* **YOUR OBJECTIVE**: From the entries below, pull out each line where "forested" appears.

* **TASK INPUTS**:
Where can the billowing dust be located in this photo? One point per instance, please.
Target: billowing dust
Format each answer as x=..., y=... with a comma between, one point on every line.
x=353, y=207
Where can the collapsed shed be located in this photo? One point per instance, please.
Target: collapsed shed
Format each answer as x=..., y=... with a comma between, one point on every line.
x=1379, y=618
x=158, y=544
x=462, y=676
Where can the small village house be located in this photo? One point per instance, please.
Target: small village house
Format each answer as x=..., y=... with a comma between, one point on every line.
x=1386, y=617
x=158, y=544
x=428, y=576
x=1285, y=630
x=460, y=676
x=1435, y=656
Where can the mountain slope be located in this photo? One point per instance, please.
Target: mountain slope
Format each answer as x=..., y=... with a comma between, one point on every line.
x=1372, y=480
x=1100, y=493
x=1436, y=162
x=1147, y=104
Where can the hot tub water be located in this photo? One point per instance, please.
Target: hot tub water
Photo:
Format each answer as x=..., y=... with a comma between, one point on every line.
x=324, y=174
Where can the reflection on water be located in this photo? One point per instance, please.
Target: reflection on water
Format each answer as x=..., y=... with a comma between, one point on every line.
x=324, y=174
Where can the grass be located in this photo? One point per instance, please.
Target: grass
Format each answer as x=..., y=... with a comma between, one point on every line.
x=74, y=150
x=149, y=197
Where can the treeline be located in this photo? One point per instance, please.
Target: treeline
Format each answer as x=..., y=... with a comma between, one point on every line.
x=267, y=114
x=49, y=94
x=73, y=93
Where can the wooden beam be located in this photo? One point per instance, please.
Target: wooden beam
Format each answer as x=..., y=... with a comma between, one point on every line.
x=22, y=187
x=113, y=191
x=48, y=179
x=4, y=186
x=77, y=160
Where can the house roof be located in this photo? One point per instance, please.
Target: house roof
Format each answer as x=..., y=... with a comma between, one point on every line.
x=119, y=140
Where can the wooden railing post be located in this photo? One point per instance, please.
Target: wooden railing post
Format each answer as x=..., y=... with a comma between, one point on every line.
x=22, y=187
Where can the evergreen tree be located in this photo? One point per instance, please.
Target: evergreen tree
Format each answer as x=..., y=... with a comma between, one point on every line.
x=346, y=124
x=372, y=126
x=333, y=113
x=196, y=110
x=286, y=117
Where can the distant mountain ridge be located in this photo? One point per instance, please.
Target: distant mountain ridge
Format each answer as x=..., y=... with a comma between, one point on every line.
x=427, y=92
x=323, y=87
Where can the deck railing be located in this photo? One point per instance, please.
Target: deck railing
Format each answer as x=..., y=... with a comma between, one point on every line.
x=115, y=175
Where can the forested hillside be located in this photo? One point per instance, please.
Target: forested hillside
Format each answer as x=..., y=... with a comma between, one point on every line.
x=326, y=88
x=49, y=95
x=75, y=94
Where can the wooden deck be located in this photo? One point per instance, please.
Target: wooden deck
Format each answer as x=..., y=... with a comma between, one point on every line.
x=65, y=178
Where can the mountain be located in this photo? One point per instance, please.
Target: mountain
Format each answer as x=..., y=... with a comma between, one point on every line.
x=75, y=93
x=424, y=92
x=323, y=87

* **EXERCISE RESULT**:
Where can the forested hillside be located in this photo? One point per instance, please.
Target: forested hillside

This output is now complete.